# Task details
Show each line in the entries below that contains the word "woman", copying it unchanged.

[Stored data]
__________
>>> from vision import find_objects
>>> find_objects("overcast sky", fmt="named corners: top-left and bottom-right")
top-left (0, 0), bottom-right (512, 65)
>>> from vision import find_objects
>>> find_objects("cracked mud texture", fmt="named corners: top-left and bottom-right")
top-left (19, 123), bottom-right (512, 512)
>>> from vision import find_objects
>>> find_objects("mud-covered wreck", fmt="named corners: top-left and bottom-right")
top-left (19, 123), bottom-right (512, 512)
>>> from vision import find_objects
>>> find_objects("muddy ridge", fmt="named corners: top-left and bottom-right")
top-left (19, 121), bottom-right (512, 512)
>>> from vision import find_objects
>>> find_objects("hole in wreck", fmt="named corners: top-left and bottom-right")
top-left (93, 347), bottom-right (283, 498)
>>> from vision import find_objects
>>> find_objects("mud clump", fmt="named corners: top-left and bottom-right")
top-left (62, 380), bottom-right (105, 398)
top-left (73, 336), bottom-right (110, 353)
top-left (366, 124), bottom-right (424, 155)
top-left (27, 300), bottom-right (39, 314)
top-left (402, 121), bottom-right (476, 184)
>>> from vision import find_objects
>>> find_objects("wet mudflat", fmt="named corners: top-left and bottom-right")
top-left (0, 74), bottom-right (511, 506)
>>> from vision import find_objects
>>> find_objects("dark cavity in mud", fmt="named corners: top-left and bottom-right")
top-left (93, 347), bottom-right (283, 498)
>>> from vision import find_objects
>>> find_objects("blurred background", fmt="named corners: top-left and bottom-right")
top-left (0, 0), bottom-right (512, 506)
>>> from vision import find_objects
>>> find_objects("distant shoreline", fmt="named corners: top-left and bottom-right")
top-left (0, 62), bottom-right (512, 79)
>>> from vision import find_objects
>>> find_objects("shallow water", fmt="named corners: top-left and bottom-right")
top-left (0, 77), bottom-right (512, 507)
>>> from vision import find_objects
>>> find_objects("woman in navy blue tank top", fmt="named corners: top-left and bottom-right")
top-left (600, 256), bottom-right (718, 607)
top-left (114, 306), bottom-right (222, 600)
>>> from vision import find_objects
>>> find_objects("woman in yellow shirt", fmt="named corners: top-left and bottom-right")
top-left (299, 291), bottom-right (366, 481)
__________
# Expected answer
>>> find_objects("woman in navy blue tank top", fmt="named corners: top-left and bottom-right")
>>> find_objects("woman in yellow shirt", fmt="named corners: top-left and bottom-right")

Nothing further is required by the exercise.